WORK TASK: I would like the records restated word for word, without the pictures.

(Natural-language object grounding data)

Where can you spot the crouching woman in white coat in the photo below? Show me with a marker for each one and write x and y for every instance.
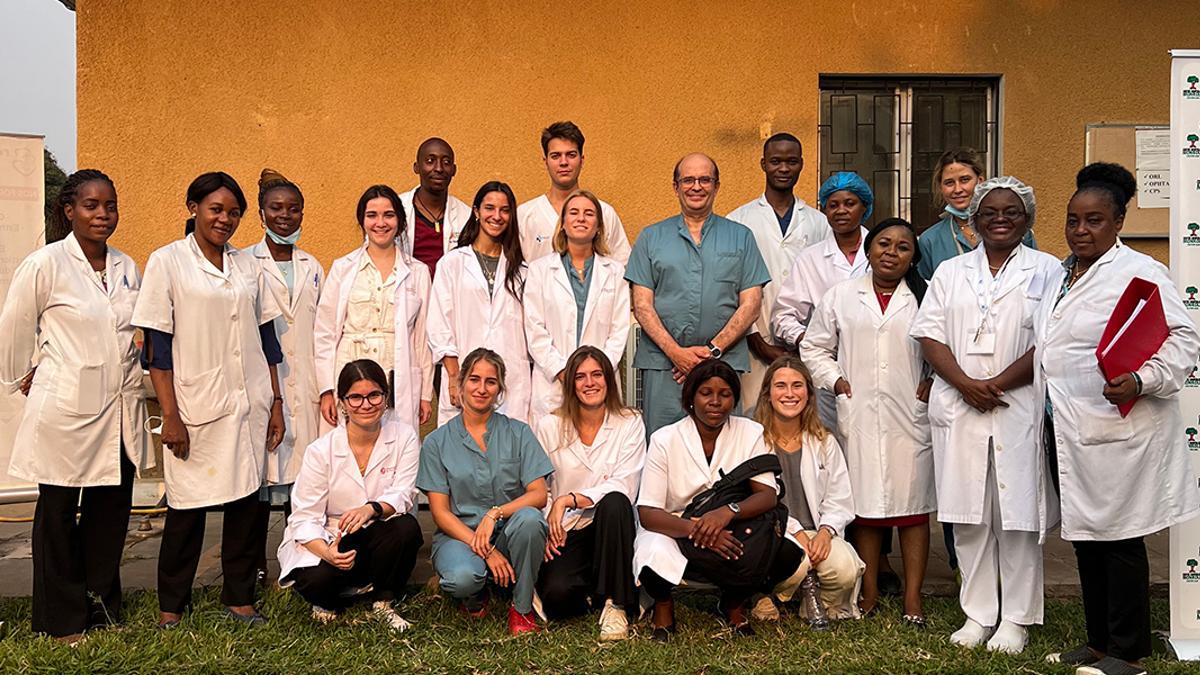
(683, 460)
(1119, 478)
(820, 505)
(478, 302)
(353, 505)
(79, 436)
(598, 448)
(211, 350)
(858, 346)
(576, 296)
(976, 329)
(375, 306)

ANSWER BOX:
Where can you spot the crouching woman in white coat in the photo below? Show me with a marker for each one and write x and y for every instance.
(683, 460)
(1119, 478)
(820, 505)
(478, 302)
(353, 505)
(79, 436)
(598, 448)
(211, 350)
(858, 346)
(576, 296)
(976, 329)
(375, 306)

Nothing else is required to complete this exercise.